[Short exercise]
Your task is to print all of the material verbatim.

>> START Dataset excerpts

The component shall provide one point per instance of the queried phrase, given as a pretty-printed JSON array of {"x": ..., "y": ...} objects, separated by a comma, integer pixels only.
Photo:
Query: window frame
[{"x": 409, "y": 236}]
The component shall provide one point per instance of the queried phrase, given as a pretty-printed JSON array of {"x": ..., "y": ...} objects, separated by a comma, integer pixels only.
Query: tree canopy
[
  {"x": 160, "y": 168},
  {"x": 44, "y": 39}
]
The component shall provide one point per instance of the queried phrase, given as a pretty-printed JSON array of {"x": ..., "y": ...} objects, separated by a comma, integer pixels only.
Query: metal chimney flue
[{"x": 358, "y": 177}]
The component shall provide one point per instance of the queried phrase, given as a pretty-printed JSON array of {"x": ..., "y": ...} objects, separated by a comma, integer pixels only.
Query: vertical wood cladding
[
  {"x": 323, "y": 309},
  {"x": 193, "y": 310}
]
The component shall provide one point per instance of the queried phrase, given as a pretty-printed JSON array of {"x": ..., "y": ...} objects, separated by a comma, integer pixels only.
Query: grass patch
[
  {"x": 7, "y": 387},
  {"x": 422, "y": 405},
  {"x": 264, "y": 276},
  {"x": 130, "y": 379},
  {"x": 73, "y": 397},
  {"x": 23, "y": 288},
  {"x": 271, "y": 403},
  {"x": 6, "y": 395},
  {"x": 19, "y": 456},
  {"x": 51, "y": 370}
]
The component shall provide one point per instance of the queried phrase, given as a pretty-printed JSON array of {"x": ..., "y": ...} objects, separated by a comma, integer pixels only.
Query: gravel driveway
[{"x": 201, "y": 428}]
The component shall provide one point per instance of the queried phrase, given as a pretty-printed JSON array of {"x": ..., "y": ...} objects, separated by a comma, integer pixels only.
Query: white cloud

>> END Dataset excerpts

[Expected output]
The component shall provide one point per instance of the queried phrase, given as a pretty-printed JSON array of {"x": ..., "y": ...} objects, separated by a comma, integer pixels only.
Photo:
Query: window frame
[{"x": 409, "y": 236}]
The component shall provide one point per instance of the queried phrase, given as a pretty-printed JSON array of {"x": ..., "y": ...} objects, separated by a comma, integer pixels only.
Query: tree canopy
[
  {"x": 160, "y": 168},
  {"x": 44, "y": 39}
]
The component shall provide one point per instance of the queried phrase, given as a pretty-printed JSON array of {"x": ..., "y": ...} objects, separated by a comma, integer pixels only.
Query: metal chimney flue
[{"x": 358, "y": 177}]
The component shall provide one point per instance of the queried phrase, given as a pretty-printed JSON array of {"x": ..., "y": ...} objects, separated by a comma, integer pixels only.
Query: vertical wood cladding
[
  {"x": 323, "y": 309},
  {"x": 193, "y": 310}
]
The component shall provide one point per instance of the queried phrase, given as a pretty-printed JSON array of {"x": ..., "y": ...} objects, separated by a comma, integer pixels only.
Query: grass patch
[
  {"x": 7, "y": 387},
  {"x": 422, "y": 405},
  {"x": 264, "y": 276},
  {"x": 130, "y": 379},
  {"x": 73, "y": 397},
  {"x": 23, "y": 288},
  {"x": 271, "y": 403},
  {"x": 6, "y": 395},
  {"x": 19, "y": 456},
  {"x": 51, "y": 370}
]
The component shall provide one point per instance of the queried phrase, given as a pretty-printed JSON array of {"x": ..., "y": ...} objects, separated by a comma, integer pixels only.
Query: gravel driveway
[{"x": 201, "y": 428}]
The component shall provide one point per instance of the queried phrase, given as a pretty-printed JSON array of {"x": ..., "y": ...} objects, separated by a comma, integer pixels only.
Query: white cloud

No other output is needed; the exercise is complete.